Task item: Retyping the entire listing exactly is the task.

-------- Records for this task

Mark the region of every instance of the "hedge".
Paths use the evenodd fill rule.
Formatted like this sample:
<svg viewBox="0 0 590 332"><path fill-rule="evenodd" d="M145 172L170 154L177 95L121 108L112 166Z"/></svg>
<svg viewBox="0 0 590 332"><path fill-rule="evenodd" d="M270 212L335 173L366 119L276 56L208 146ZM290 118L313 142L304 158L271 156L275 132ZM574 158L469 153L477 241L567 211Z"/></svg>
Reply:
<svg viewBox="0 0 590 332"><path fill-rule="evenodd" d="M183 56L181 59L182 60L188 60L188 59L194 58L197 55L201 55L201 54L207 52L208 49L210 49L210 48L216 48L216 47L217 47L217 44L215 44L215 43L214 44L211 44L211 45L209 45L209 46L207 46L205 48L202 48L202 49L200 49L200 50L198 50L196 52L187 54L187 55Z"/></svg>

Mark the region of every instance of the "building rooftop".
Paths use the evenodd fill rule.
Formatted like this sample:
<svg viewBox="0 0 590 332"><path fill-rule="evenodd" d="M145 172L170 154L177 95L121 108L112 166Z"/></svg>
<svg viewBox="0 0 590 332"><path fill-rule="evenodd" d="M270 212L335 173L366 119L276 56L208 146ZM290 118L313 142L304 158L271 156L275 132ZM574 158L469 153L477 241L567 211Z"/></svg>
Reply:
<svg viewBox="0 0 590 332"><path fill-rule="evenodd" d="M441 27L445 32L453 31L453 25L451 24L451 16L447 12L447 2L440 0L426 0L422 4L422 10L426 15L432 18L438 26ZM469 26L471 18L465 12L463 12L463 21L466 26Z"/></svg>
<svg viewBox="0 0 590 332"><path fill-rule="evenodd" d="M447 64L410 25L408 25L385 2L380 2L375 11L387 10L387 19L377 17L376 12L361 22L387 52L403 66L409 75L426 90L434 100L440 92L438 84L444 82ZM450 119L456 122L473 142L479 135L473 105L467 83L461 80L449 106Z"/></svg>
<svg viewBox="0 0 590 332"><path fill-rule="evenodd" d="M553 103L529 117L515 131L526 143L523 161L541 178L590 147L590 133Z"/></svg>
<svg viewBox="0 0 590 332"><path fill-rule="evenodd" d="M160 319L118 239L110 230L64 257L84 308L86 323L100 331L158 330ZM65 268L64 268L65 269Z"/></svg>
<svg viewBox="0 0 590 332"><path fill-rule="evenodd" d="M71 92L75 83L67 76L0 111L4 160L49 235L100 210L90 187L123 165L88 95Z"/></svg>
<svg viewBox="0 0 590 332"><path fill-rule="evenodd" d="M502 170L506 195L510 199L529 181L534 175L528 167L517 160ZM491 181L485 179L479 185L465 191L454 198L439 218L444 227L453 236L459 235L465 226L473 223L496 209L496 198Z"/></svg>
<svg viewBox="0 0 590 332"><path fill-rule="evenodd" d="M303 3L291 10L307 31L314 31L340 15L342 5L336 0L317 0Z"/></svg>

----------------

Answer section:
Mark the region of every instance of the "hedge".
Paths use the evenodd fill rule.
Formatted like this sample:
<svg viewBox="0 0 590 332"><path fill-rule="evenodd" d="M145 172L170 154L177 95L121 108L112 166Z"/></svg>
<svg viewBox="0 0 590 332"><path fill-rule="evenodd" d="M270 212L335 173L366 119L276 56L208 146ZM290 118L313 142L304 158L271 156L275 132ZM574 158L469 153L477 241L567 211Z"/></svg>
Reply:
<svg viewBox="0 0 590 332"><path fill-rule="evenodd" d="M183 56L181 59L182 60L188 60L188 59L194 58L197 55L201 55L201 54L207 52L208 49L210 49L210 48L216 48L216 47L217 47L217 44L215 44L215 43L214 44L211 44L211 45L209 45L209 46L207 46L205 48L202 48L202 49L200 49L200 50L198 50L196 52L187 54L187 55Z"/></svg>

Mark the region of every instance of the "building rooftop".
Paths use the evenodd fill rule.
Formatted like this sample:
<svg viewBox="0 0 590 332"><path fill-rule="evenodd" d="M145 172L170 154L177 95L121 108L112 166Z"/></svg>
<svg viewBox="0 0 590 332"><path fill-rule="evenodd" d="M270 212L335 173L366 119L276 56L208 146ZM290 118L313 142L304 158L271 156L275 132ZM574 158L469 153L477 241L567 211Z"/></svg>
Reply:
<svg viewBox="0 0 590 332"><path fill-rule="evenodd" d="M441 27L445 32L453 31L453 25L451 24L451 16L447 12L447 2L440 0L426 0L422 4L422 10L426 15L432 18L438 26ZM469 26L471 18L465 12L463 12L463 21L466 26Z"/></svg>
<svg viewBox="0 0 590 332"><path fill-rule="evenodd" d="M447 64L410 25L408 25L385 2L380 2L375 11L387 10L387 19L377 17L376 12L361 22L387 52L403 66L409 75L426 90L434 100L440 92L438 84L444 82ZM450 119L456 122L473 142L479 135L473 105L467 83L461 80L449 106Z"/></svg>
<svg viewBox="0 0 590 332"><path fill-rule="evenodd" d="M553 103L529 117L515 131L526 143L523 161L541 178L590 147L590 133Z"/></svg>
<svg viewBox="0 0 590 332"><path fill-rule="evenodd" d="M160 319L118 239L110 230L64 257L84 308L86 323L100 331L158 330ZM65 268L64 268L65 269Z"/></svg>
<svg viewBox="0 0 590 332"><path fill-rule="evenodd" d="M71 92L75 83L67 76L0 111L4 160L49 235L100 210L90 187L123 165L88 95Z"/></svg>
<svg viewBox="0 0 590 332"><path fill-rule="evenodd" d="M502 170L506 195L510 199L529 181L534 175L528 167L517 160ZM491 181L485 179L479 185L465 191L454 198L439 218L444 227L453 236L459 235L465 226L473 223L496 209L496 198Z"/></svg>
<svg viewBox="0 0 590 332"><path fill-rule="evenodd" d="M303 3L291 10L307 31L314 31L340 15L342 5L336 0L317 0Z"/></svg>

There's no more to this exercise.